- Provided passage -
Wrath of N’kai
In the current climate, reading and reviewing horror titles really isn’t doing it for me, if I’m being completely honest – I think I need to do some reading (and reviewing) of titles that aren’t completely bound up in doom and gloom, and go for things that are at least slightly more upbeat in nature. A good way to start along that journey is to read the second Advanced Review Copy (ARC) I received from new publisher Aconyte Books: Wrath of N’Kai by Josh Reynolds, the first title in a new Arkham Horror series. This feels like it’s going to act a sort of ‘bridge’ for me, a stepping-stone from the horror genre staples that are my bread and butter on this blog, to some science-fiction and perhaps even fantasy titles.
I was a huge fan of the old Arkham Horror novels that came out about a decade or so ago, and was sad to see them go out of print and the brand seemingly go into retirement, so you can probably imagine just how excited I was to see that Aconyte Books had the license to start up a whole new series of Arkham Horror titles, starting with Wrath of N’Kai. The title is intriguing and suitably Lovecraftian in nature, and that gorgeous noirish front cover artwork, evoking the old 1930s and 1940s black and white films, is superlative work by illustrator Daniel Strange. In addition, Josh Reynolds is a brilliant writer who can twist and meld the occult detective genre to do weird and wonderful things, so I couldn’t wait to get reading and see what this new iteration of Arkham Horror had to offer me as a reader. Just who – or more likely what – is N’Kai; and what form will their wrath take?

Saved records:
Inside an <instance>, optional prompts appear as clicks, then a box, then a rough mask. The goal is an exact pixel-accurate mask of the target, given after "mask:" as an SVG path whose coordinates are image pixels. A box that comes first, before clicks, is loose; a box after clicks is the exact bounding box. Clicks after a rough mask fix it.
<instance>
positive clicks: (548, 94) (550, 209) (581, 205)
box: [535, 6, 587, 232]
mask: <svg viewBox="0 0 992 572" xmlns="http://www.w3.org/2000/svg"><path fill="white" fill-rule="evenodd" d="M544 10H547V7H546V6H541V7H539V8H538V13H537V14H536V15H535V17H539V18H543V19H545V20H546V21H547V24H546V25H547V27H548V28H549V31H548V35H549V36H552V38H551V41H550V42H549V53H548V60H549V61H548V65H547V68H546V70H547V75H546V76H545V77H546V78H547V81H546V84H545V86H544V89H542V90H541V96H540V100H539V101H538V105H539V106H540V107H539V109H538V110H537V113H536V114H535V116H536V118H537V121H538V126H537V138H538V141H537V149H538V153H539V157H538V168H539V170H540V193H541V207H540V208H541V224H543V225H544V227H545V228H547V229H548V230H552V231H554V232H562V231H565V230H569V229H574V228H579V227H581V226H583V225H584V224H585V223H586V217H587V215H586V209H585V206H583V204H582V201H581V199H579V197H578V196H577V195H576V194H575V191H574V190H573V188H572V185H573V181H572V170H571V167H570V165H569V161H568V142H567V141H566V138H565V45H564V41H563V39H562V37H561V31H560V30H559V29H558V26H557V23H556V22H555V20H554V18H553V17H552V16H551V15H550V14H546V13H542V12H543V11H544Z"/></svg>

- Aim of the exercise -
Duplicate the part of the Wrath of N'Kai review starting at "I was a huge" and ending at "their wrath take?". None of this material is required for what you need to do.

- Response area -
I was a huge fan of the old Arkham Horror novels that came out about a decade or so ago, and was sad to see them go out of print and the brand seemingly go into retirement, so you can probably imagine just how excited I was to see that Aconyte Books had the license to start up a whole new series of Arkham Horror titles, starting with Wrath of N’Kai. The title is intriguing and suitably Lovecraftian in nature, and that gorgeous noirish front cover artwork, evoking the old 1930s and 1940s black and white films, is superlative work by illustrator Daniel Strange. In addition, Josh Reynolds is a brilliant writer who can twist and meld the occult detective genre to do weird and wonderful things, so I couldn’t wait to get reading and see what this new iteration of Arkham Horror had to offer me as a reader. Just who – or more likely what – is N’Kai; and what form will their wrath take?